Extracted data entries
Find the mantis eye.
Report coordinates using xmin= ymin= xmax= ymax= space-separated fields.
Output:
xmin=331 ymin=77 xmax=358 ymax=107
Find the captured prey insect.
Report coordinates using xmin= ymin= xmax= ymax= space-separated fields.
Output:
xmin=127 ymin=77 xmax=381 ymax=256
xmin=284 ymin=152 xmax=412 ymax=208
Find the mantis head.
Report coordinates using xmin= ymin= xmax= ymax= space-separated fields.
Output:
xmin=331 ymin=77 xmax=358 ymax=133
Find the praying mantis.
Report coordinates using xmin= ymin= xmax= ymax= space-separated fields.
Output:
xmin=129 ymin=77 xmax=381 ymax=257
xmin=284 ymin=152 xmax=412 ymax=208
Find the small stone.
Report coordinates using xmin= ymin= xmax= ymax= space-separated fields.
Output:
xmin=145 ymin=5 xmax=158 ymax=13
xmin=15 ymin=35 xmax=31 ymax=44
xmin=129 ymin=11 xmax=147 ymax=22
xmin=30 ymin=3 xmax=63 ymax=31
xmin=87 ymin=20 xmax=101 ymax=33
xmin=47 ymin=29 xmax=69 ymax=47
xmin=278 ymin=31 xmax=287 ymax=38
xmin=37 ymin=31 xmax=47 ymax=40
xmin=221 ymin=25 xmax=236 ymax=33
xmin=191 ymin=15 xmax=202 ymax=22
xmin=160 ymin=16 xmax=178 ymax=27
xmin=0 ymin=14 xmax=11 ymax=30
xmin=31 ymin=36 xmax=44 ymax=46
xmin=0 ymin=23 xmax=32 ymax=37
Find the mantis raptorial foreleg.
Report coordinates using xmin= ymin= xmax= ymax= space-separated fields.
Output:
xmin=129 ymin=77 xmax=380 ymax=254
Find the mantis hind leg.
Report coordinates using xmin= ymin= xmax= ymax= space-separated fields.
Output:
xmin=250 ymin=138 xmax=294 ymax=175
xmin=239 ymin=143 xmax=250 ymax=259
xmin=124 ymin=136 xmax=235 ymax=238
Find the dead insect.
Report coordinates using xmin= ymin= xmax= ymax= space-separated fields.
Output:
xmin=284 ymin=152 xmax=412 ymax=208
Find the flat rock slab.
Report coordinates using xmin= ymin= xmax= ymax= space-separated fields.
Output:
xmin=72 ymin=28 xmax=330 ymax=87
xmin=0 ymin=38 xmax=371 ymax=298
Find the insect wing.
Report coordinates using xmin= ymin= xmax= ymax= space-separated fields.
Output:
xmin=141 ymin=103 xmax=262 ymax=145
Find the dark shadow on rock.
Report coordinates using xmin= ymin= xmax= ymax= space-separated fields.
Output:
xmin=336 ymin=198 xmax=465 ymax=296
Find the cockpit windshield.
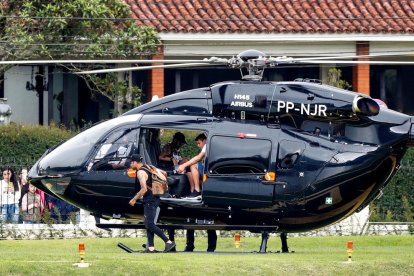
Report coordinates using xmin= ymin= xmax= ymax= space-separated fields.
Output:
xmin=38 ymin=114 xmax=142 ymax=175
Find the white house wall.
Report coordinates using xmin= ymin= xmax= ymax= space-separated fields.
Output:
xmin=4 ymin=66 xmax=48 ymax=124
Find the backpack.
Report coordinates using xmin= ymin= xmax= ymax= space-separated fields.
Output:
xmin=142 ymin=164 xmax=168 ymax=196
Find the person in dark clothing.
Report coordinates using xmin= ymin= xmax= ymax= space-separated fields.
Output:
xmin=159 ymin=132 xmax=187 ymax=171
xmin=129 ymin=154 xmax=175 ymax=253
xmin=184 ymin=229 xmax=217 ymax=252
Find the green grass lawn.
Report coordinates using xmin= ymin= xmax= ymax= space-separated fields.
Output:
xmin=0 ymin=236 xmax=414 ymax=276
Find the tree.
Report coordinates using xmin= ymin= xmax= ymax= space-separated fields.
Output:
xmin=0 ymin=0 xmax=160 ymax=113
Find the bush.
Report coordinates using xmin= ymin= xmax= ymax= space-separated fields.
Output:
xmin=371 ymin=148 xmax=414 ymax=221
xmin=0 ymin=123 xmax=75 ymax=166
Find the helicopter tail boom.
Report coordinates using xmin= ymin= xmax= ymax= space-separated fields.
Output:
xmin=408 ymin=117 xmax=414 ymax=147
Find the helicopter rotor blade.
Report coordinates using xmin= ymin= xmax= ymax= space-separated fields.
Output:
xmin=293 ymin=51 xmax=414 ymax=61
xmin=0 ymin=59 xmax=207 ymax=65
xmin=75 ymin=62 xmax=220 ymax=75
xmin=297 ymin=60 xmax=414 ymax=65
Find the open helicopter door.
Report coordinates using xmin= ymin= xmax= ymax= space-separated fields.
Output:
xmin=203 ymin=135 xmax=274 ymax=208
xmin=76 ymin=124 xmax=139 ymax=213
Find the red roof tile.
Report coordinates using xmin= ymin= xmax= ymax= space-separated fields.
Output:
xmin=125 ymin=0 xmax=414 ymax=34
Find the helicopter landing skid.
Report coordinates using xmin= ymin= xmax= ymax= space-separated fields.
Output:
xmin=117 ymin=242 xmax=142 ymax=253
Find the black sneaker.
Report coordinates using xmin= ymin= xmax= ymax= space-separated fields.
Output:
xmin=184 ymin=245 xmax=194 ymax=252
xmin=164 ymin=242 xmax=175 ymax=252
xmin=142 ymin=248 xmax=160 ymax=253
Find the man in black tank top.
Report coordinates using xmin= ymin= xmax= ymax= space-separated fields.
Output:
xmin=129 ymin=154 xmax=175 ymax=253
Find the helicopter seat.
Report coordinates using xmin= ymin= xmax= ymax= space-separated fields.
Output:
xmin=168 ymin=174 xmax=190 ymax=197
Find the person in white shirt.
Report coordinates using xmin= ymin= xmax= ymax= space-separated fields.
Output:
xmin=0 ymin=168 xmax=20 ymax=223
xmin=177 ymin=133 xmax=207 ymax=197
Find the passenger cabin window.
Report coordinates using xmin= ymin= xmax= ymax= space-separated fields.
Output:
xmin=88 ymin=128 xmax=138 ymax=171
xmin=207 ymin=136 xmax=272 ymax=175
xmin=163 ymin=99 xmax=208 ymax=115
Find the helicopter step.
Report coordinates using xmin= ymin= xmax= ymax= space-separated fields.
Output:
xmin=161 ymin=196 xmax=203 ymax=206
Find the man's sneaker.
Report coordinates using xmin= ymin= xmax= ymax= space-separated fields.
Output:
xmin=142 ymin=248 xmax=160 ymax=253
xmin=189 ymin=191 xmax=201 ymax=197
xmin=164 ymin=242 xmax=175 ymax=252
xmin=184 ymin=245 xmax=194 ymax=252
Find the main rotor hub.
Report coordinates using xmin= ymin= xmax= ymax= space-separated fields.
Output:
xmin=237 ymin=49 xmax=265 ymax=61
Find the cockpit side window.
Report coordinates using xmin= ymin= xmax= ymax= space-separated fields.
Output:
xmin=88 ymin=128 xmax=138 ymax=171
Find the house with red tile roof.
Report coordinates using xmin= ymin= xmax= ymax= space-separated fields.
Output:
xmin=125 ymin=0 xmax=414 ymax=112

TASK
Convert the records, from their first line through the line with "xmin=331 ymin=77 xmax=358 ymax=133", into a JSON list of strings with one string per line and no blank lines.

TASK ANSWER
[
  "Find the mantis eye.",
  "Report coordinates using xmin= ymin= xmax= ymax= space-separated fields.",
  "Output:",
  "xmin=331 ymin=77 xmax=358 ymax=107",
  "Find the captured prey insect.",
  "Report coordinates using xmin= ymin= xmax= ymax= space-separated fields.",
  "Output:",
  "xmin=127 ymin=77 xmax=381 ymax=256",
  "xmin=284 ymin=152 xmax=412 ymax=208",
  "Find the mantis head.",
  "Report coordinates using xmin= ymin= xmax= ymax= space-separated fields.",
  "Output:",
  "xmin=331 ymin=77 xmax=358 ymax=133"
]